6.9.12

Johnny Bee: les mots

Il est bien des choses. Entre autres, un grand écrivain.

Les mots
Jean Barbe


Bien sûr, leur chambre est un bordel sans nom et souvent ils préfèrent l’usage de leurs doigts à celui de la fourchette. Bien sûr, il faut leur rappeler matin et soir de se brosser les dents, et s’il n’en tenait qu’à eux, ils se conteraient la plupart du temps d’une diète composée exclusivement de chips au vinaigre, de bonbons et de crème glacée pour les temps chauds.
Mais ils s’intéressent à des choses qui ne sont pas de leur âge et, hier soir, mon fils m’a demandé de choisir pour eux des films d’Alfred Hitchcock, qu’il ne connaît pas encore, mais dont il sait qu’il est un grand du passé. Et Kubrick aussi. Il voudrait voir The Shinning.

Contenu des données:
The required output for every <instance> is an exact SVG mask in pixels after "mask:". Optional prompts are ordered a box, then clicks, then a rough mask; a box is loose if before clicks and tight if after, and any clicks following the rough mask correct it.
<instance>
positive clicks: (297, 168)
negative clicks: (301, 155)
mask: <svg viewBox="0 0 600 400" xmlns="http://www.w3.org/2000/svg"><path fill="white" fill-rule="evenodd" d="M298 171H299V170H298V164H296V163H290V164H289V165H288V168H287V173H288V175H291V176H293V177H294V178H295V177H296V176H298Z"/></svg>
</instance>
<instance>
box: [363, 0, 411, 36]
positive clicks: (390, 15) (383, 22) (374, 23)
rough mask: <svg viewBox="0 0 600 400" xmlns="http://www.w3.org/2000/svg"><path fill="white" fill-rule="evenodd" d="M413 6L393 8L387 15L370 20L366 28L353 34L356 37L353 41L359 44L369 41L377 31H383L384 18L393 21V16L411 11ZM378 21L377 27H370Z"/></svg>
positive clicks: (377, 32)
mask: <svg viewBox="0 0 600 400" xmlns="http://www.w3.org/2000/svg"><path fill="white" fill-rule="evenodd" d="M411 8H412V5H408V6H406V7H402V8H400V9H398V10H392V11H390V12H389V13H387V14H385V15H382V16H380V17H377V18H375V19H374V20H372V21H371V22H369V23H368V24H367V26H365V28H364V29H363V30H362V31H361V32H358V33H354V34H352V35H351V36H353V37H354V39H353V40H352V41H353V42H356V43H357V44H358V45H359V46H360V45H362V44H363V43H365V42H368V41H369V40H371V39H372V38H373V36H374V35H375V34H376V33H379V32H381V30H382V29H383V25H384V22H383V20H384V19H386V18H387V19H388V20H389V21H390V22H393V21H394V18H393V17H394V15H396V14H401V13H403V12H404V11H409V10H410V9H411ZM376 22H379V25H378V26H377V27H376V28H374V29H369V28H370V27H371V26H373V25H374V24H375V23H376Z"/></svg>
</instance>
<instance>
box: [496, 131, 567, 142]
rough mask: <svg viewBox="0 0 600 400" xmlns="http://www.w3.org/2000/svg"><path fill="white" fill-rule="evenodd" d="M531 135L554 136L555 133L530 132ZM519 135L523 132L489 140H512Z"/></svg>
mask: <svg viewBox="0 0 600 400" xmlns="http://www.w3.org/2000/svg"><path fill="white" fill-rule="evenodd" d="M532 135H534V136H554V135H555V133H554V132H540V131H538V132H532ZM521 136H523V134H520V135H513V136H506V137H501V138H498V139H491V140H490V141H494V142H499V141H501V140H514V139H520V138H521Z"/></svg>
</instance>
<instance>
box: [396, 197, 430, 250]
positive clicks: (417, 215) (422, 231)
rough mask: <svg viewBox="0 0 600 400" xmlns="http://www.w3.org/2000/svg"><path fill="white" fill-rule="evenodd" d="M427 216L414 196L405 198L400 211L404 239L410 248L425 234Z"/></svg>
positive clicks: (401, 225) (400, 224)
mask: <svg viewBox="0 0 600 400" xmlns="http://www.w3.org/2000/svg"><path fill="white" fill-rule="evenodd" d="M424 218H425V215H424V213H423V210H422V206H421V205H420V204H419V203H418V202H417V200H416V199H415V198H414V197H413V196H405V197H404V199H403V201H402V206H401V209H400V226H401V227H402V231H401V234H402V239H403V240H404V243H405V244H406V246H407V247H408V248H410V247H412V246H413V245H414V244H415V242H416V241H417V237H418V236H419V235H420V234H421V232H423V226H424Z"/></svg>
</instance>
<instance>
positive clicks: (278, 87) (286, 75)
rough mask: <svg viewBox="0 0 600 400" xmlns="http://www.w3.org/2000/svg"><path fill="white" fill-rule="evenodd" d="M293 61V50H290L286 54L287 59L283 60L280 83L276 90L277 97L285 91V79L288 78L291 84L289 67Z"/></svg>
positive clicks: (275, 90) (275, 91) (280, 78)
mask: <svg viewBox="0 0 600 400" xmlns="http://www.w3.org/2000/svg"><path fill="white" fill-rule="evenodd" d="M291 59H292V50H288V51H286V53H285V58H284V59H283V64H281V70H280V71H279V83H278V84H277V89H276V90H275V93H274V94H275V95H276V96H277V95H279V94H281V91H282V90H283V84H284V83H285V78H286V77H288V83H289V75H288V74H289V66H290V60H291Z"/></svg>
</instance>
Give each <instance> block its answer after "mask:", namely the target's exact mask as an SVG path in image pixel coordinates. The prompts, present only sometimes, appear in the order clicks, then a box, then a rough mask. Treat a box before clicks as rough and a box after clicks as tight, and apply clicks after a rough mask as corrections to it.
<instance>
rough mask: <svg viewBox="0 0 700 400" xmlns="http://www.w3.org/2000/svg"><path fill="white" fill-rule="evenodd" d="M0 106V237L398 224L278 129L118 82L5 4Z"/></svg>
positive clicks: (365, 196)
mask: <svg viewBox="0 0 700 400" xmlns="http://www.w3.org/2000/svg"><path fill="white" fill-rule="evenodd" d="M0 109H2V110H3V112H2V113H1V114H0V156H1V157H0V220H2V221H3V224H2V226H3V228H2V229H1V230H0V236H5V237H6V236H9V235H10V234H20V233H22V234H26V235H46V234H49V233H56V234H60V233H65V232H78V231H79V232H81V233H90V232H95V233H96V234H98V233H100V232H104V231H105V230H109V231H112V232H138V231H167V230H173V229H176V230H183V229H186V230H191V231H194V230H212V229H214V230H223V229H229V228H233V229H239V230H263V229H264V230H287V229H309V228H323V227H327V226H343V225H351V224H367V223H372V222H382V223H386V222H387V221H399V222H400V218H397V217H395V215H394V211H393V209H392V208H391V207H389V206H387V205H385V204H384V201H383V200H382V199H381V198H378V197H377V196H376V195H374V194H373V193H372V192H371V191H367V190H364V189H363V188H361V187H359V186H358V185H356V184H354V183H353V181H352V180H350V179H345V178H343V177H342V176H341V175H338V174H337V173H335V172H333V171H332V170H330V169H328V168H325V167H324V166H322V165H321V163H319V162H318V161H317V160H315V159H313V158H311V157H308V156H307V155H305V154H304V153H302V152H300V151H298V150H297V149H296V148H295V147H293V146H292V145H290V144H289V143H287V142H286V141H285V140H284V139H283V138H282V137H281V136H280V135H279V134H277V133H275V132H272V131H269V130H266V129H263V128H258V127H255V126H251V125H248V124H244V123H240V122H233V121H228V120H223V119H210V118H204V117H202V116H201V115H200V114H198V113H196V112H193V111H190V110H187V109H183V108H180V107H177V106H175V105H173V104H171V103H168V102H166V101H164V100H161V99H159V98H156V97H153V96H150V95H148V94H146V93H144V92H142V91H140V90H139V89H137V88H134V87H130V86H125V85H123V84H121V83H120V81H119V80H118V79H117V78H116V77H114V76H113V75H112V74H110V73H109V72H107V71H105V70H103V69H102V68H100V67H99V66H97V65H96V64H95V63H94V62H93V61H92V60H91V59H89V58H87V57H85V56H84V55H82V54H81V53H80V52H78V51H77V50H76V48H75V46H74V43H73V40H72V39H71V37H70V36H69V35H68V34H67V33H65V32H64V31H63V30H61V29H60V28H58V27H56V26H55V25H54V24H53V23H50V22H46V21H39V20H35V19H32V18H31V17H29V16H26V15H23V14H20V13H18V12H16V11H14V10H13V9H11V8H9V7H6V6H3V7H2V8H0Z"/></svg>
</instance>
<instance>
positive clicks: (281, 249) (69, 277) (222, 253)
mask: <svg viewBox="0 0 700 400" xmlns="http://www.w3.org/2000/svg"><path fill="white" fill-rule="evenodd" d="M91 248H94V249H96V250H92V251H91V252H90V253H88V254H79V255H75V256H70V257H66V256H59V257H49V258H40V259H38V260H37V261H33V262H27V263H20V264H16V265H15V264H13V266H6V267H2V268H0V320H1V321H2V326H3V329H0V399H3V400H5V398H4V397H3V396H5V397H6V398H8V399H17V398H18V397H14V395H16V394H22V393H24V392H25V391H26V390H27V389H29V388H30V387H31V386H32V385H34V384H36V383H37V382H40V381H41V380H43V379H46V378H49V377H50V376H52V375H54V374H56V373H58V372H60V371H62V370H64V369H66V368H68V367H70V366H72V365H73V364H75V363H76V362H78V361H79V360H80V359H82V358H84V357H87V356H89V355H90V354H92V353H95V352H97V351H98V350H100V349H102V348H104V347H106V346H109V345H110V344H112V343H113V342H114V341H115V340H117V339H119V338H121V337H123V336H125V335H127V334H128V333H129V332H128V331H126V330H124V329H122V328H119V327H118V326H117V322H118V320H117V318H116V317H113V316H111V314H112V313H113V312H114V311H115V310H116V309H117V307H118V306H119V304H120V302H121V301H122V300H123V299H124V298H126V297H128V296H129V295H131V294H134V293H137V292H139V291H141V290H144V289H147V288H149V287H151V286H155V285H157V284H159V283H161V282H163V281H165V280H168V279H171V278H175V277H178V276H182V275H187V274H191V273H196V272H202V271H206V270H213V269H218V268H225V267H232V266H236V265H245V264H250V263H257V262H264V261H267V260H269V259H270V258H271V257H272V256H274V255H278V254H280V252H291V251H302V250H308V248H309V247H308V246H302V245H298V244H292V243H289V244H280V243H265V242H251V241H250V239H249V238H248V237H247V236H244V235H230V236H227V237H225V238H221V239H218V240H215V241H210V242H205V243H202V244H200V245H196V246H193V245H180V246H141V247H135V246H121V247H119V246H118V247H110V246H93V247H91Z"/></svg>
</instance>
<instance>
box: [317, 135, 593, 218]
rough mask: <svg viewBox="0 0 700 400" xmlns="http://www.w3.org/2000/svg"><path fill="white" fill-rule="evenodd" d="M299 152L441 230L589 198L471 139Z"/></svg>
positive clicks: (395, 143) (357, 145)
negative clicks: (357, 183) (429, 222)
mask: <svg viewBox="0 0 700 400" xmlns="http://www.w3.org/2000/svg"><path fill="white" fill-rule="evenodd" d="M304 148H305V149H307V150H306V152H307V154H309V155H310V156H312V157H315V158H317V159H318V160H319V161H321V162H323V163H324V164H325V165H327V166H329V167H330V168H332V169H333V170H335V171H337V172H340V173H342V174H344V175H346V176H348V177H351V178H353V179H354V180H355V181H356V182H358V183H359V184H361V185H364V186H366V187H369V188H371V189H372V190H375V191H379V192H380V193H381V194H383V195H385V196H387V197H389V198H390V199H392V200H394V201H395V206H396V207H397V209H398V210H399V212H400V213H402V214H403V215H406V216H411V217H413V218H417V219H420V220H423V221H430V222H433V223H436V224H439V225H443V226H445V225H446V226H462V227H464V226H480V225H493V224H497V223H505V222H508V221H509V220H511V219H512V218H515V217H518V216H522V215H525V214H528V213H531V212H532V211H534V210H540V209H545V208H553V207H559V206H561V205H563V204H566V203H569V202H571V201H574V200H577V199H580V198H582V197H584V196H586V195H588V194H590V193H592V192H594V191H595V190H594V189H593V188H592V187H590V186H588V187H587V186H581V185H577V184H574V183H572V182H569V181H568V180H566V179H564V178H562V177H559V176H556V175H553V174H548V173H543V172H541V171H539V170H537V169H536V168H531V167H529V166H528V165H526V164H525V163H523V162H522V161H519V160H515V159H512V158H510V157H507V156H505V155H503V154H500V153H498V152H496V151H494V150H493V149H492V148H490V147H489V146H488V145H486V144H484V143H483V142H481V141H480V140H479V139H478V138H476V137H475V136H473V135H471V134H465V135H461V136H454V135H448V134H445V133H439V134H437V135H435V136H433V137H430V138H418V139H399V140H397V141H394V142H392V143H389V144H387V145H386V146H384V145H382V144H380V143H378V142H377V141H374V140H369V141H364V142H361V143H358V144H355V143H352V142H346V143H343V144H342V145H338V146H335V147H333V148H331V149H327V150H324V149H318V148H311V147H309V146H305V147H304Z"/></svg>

Tâches demandées:
1. D'après l'extrait, de quel type de chips les enfants se contenteraient-ils s'il n'en tenait qu'à eux ?
2. Reproduisez fidèlement le passage de l'extrait qui s'ouvre sur les mots contenant « Il est bien » et se termine par « voudrait voir The Shinning. ».
Les lignes proviennent d'une source différente de celle de l'extrait.

Réponses fournies:
1. Des chips au vinaigre.

2.
Il est bien des choses. Entre autres, un grand écrivain.

Les mots
Jean Barbe


Bien sûr, leur chambre est un bordel sans nom et souvent ils préfèrent l’usage de leurs doigts à celui de la fourchette. Bien sûr, il faut leur rappeler matin et soir de se brosser les dents, et s’il n’en tenait qu’à eux, ils se conteraient la plupart du temps d’une diète composée exclusivement de chips au vinaigre, de bonbons et de crème glacée pour les temps chauds.
Mais ils s’intéressent à des choses qui ne sont pas de leur âge et, hier soir, mon fils m’a demandé de choisir pour eux des films d’Alfred Hitchcock, qu’il ne connaît pas encore, mais dont il sait qu’il est un grand du passé. Et Kubrick aussi. Il voudrait voir The Shinning.